What is expected = Copy every line of the listing below without any alteration.

Rows from a segmentation dataset:
────────────────

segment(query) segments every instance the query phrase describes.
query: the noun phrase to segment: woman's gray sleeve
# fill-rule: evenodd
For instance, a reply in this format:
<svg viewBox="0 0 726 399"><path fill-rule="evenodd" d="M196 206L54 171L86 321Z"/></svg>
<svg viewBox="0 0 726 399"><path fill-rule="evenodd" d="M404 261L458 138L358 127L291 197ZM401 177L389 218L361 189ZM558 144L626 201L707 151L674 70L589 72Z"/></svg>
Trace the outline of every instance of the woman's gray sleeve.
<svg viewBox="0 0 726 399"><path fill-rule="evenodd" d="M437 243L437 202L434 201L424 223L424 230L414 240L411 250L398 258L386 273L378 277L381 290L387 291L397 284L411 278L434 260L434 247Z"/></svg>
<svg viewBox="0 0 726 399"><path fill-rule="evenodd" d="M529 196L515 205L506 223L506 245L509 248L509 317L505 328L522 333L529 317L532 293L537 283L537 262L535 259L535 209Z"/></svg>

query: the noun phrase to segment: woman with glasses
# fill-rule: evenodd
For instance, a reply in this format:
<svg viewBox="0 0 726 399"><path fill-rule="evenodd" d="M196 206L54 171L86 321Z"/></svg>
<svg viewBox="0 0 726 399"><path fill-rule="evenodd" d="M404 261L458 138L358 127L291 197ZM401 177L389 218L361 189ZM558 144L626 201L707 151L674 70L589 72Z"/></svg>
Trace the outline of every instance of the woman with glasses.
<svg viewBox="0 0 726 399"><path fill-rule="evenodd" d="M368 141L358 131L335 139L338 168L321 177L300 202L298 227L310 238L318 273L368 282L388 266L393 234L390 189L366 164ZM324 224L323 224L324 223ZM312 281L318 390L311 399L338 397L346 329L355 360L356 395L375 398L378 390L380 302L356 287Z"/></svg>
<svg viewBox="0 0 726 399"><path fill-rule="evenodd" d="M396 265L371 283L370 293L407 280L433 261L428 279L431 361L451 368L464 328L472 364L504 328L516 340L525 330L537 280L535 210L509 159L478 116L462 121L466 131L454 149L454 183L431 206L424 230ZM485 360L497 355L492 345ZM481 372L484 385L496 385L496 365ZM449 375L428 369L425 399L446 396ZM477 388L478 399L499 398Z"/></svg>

────────────────

Result =
segment(query) segments every instance the query phrase describes.
query: the noun phrase to segment: woman's gray sleeve
# fill-rule: evenodd
For instance, a reply in this format:
<svg viewBox="0 0 726 399"><path fill-rule="evenodd" d="M196 206L54 171L86 321Z"/></svg>
<svg viewBox="0 0 726 399"><path fill-rule="evenodd" d="M404 261L458 138L358 127L291 197ZM401 177L389 218L361 189ZM558 144L626 201L707 151L674 70L589 72Z"/></svg>
Trace the outline of every instance of the woman's gray sleeve.
<svg viewBox="0 0 726 399"><path fill-rule="evenodd" d="M437 243L437 202L434 201L424 223L424 230L414 240L411 250L398 258L386 273L378 277L381 290L387 291L397 284L411 278L434 260L434 247Z"/></svg>
<svg viewBox="0 0 726 399"><path fill-rule="evenodd" d="M529 196L515 205L506 223L506 245L509 248L509 317L505 328L522 333L529 317L532 293L537 283L537 262L535 259L535 209Z"/></svg>

query: the noun phrase to segment: woman with glasses
# fill-rule: evenodd
For instance, a reply in this format:
<svg viewBox="0 0 726 399"><path fill-rule="evenodd" d="M196 206L54 171L86 321Z"/></svg>
<svg viewBox="0 0 726 399"><path fill-rule="evenodd" d="M404 261L458 138L358 127L291 197ZM401 177L389 218L361 189ZM558 144L626 201L707 151L674 70L589 72Z"/></svg>
Trace the outline of every instance of the woman with glasses.
<svg viewBox="0 0 726 399"><path fill-rule="evenodd" d="M368 141L358 131L335 139L338 168L321 177L300 202L298 227L310 238L318 273L368 282L388 266L393 234L390 189L366 164ZM324 224L323 224L324 223ZM312 281L318 390L311 399L338 397L346 329L355 360L356 395L375 398L378 390L380 302L356 287Z"/></svg>
<svg viewBox="0 0 726 399"><path fill-rule="evenodd" d="M396 265L371 283L370 293L407 280L433 261L428 279L431 361L451 368L464 328L472 364L504 328L516 340L525 330L537 280L535 210L509 159L478 116L462 121L466 131L454 149L454 183L431 206L424 230ZM485 360L497 355L492 345ZM481 372L484 385L496 385L496 365ZM449 375L428 369L425 399L446 396ZM477 388L478 399L499 398Z"/></svg>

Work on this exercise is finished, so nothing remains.